_Task brief_
List every line in the rows below that contains the word "building", matching case exactly.
========================================================================
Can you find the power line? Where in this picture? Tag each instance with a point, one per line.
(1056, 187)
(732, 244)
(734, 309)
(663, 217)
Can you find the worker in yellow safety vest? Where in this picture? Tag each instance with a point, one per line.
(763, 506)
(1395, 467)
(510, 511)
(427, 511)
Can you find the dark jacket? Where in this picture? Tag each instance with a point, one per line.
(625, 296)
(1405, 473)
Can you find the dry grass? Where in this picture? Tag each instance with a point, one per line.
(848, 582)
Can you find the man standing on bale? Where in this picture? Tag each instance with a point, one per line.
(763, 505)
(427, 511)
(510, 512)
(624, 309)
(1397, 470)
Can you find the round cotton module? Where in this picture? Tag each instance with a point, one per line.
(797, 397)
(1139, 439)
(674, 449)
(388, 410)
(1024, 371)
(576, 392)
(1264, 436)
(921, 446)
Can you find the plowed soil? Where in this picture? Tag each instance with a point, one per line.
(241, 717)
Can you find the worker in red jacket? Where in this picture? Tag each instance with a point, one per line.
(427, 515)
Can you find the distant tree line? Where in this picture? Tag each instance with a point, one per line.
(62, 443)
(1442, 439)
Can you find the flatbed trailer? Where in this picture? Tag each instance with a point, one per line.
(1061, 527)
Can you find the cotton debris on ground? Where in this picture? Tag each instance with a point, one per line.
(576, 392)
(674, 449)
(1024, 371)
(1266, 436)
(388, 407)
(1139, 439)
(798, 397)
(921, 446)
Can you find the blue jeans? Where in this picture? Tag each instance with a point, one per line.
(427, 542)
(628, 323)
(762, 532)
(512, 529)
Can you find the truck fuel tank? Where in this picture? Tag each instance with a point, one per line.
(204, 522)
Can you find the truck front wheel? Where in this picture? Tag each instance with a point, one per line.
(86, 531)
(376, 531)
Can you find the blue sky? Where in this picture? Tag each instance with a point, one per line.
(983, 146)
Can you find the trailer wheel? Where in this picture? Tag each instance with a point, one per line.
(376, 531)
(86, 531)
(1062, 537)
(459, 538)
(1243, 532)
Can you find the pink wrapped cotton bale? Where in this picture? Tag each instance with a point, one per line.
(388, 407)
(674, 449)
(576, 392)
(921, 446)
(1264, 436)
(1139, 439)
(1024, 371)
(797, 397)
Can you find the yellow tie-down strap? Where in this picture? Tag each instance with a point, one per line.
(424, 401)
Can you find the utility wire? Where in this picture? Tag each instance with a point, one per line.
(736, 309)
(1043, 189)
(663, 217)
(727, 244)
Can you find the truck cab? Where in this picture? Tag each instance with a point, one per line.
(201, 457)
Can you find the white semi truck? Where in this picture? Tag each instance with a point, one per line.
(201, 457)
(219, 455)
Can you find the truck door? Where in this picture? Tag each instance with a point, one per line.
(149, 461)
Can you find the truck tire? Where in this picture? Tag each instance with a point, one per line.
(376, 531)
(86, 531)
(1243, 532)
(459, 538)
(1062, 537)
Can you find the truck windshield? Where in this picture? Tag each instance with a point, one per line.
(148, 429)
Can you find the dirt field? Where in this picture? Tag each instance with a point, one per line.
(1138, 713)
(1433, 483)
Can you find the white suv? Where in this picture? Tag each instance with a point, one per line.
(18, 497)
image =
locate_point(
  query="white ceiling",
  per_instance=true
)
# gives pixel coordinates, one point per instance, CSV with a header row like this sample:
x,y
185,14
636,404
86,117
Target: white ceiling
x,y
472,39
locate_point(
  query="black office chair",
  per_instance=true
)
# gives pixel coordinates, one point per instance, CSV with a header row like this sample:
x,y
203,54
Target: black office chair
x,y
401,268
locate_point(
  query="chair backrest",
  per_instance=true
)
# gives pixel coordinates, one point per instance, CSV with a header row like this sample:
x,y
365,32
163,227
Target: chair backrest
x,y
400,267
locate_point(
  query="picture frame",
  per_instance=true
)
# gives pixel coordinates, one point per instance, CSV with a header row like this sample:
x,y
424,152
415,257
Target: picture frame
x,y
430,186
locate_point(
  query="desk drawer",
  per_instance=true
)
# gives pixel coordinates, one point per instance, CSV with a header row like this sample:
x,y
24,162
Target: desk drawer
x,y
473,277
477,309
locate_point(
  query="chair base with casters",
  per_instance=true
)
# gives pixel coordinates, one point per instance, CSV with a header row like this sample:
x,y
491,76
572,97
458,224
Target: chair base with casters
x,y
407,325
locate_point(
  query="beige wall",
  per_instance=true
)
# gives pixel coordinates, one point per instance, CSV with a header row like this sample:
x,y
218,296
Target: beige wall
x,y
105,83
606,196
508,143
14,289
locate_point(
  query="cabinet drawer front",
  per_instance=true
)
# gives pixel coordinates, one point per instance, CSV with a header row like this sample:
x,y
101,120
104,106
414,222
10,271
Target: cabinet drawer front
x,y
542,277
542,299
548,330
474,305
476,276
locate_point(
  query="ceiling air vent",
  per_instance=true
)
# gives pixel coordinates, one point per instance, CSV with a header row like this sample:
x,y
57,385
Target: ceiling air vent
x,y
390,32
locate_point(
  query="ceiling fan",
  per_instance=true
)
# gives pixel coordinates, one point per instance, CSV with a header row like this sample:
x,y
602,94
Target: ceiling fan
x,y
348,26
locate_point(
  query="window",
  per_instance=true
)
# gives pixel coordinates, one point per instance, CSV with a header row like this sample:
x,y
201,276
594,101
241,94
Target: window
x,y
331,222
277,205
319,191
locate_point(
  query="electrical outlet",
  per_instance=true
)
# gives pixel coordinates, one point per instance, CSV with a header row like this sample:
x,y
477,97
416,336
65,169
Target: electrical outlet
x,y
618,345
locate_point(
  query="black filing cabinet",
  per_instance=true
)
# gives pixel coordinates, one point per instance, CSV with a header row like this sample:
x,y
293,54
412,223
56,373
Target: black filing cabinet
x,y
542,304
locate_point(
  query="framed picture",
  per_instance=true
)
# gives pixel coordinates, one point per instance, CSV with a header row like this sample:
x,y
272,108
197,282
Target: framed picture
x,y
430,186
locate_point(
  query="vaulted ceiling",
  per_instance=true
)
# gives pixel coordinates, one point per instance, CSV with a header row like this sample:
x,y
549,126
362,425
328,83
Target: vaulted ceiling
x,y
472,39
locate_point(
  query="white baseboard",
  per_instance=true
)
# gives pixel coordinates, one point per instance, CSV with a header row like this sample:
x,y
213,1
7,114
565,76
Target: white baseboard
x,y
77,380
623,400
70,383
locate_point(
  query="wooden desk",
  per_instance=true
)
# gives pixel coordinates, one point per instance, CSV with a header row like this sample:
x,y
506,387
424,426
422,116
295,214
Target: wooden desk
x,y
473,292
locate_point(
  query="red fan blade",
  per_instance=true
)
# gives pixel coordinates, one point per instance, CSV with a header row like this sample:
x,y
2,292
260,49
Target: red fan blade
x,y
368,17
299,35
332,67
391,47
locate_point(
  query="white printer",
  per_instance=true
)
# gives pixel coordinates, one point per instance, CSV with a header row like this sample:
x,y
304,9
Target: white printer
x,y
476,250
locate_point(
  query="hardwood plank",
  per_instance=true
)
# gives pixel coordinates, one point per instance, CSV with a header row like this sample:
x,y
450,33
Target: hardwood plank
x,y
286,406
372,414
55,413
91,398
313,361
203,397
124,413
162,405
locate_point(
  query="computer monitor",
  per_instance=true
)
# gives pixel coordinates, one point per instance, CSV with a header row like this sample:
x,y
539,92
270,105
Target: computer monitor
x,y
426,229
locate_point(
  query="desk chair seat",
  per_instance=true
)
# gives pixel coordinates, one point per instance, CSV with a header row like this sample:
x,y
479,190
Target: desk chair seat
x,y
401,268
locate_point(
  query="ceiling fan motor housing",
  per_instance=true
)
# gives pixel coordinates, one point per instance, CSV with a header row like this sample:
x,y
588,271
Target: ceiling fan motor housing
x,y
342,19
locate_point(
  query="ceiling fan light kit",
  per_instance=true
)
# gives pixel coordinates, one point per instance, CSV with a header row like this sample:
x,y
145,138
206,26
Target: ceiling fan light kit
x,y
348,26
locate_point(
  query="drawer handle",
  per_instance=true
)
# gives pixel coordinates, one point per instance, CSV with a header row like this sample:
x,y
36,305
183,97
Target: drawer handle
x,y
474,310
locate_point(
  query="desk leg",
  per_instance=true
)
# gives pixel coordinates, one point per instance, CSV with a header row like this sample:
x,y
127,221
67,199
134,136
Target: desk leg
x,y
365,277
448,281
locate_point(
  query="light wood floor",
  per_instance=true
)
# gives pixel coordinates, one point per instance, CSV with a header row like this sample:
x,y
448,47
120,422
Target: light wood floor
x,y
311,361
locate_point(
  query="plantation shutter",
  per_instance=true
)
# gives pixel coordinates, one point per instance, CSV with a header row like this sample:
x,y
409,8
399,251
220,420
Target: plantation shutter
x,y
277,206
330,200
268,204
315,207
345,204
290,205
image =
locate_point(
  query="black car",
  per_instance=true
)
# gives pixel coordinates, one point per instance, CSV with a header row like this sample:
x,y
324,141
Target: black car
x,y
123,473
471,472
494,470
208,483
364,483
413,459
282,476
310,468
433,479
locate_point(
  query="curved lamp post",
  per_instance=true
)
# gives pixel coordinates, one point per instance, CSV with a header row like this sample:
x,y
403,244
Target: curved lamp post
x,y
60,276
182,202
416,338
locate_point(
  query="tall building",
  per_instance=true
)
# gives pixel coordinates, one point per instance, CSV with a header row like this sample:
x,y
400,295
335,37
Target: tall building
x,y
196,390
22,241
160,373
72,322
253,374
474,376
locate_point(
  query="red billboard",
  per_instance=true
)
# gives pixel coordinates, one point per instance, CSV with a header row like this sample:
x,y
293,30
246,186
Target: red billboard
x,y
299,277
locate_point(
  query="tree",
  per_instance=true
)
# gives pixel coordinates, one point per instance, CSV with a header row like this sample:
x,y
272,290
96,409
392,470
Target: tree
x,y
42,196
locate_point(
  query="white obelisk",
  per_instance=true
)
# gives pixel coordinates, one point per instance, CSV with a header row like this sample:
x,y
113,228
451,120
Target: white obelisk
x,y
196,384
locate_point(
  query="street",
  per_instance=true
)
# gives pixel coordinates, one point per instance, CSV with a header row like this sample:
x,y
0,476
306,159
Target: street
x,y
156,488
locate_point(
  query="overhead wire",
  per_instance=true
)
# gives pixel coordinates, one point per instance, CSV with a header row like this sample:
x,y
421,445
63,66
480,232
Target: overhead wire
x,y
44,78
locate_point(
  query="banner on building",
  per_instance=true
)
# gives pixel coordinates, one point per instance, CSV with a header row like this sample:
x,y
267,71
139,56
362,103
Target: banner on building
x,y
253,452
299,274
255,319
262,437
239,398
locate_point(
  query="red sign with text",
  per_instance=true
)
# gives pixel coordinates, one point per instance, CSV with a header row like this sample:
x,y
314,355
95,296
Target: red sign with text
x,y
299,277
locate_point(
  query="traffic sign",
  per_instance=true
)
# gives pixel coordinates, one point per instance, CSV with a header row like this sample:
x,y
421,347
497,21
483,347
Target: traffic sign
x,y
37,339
========================================================================
_Solved exercise_
  query="tall building",
Target: tall building
  query="banner on building",
Target: banner on building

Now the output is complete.